__REQUEST 1__
Count the lines in the records below that contain the string "pillow", treating uppercase and lowercase as different, and reply with the number alone.

__EXCERPTED PASSAGE__
-- BEGIN --

Some time has passed

This summer’s drought and the continued warm temperatures have delayed autumn’s arrival: Most trees are reluctant to release their leaves; the weekend’s rain reinvigorated the grass. It remains just cool enough to walk with a jacket at sunrise.

Last night marked the halfway point of an NYR Seminar led by Daniel Mendelsohn on his translation on The Odyssey. Fabulous — the seminar and the translation. Last week, I finished Edith Hall’s Aristotle’s Way: How Ancient Wisdom Can Change Your Life in anticipation of a course I am taking through Roundtable by 92nd Street Y. Today I’m continuing to reacquaint myself with Joan Didion’s work for a course with the Library of America.

For my next lesson, I’m preparing the seventh of Marcel Moyse’s 24 Little Melodic Studies and its variations. Having worked through Exercise 4 of Taffanel and Gaubert, I am becoming acquainted with Michel Debost’s scale game. We’ve added the first of M.A. Reichert’s 7 Daily Exercises to my practice routine, and I continue to use Moyse’s On Sonority, Art, and Technique. My current solo piece is Germaine Tailleferre’s “Pastorale for Flute and Piano.”

The reading life

Recently acquired.

-- END --

__RECORDS FOR THIS EXERCISE__
-- BEGIN --

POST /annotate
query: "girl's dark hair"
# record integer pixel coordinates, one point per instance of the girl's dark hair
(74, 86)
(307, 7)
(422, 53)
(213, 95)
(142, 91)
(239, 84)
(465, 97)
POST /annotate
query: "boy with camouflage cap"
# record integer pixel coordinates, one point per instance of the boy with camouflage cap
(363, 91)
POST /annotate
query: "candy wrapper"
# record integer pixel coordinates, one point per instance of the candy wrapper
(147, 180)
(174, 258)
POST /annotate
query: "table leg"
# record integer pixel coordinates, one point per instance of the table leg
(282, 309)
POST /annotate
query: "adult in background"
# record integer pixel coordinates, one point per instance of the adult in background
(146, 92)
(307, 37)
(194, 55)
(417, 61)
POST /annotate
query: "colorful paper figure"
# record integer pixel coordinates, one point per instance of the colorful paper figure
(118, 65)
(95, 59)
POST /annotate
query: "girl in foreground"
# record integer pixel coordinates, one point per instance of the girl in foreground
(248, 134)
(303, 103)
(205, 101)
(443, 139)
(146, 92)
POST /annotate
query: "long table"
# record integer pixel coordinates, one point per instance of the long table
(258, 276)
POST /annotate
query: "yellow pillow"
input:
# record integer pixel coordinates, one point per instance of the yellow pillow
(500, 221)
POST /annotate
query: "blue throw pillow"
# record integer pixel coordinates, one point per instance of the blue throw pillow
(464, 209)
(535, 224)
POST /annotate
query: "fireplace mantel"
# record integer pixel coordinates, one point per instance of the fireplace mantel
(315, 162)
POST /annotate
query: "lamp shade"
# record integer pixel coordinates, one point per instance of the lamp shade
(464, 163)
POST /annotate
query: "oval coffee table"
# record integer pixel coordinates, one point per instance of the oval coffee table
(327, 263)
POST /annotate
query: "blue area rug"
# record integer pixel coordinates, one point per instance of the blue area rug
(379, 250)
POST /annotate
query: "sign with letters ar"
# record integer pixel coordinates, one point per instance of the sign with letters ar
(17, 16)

-- END --

__REQUEST 2__
From the post above about reading and flute practice, reproduce verbatim the passage starting with "This summer’s drought" and going on through "Library of America.".

__CORRECT RESPONSE 1__
4

__CORRECT RESPONSE 2__
This summer’s drought and the continued warm temperatures have delayed autumn’s arrival: Most trees are reluctant to release their leaves; the weekend’s rain reinvigorated the grass. It remains just cool enough to walk with a jacket at sunrise.

Last night marked the halfway point of an NYR Seminar led by Daniel Mendelsohn on his translation on The Odyssey. Fabulous — the seminar and the translation. Last week, I finished Edith Hall’s Aristotle’s Way: How Ancient Wisdom Can Change Your Life in anticipation of a course I am taking through Roundtable by 92nd Street Y. Today I’m continuing to reacquaint myself with Joan Didion’s work for a course with the Library of America.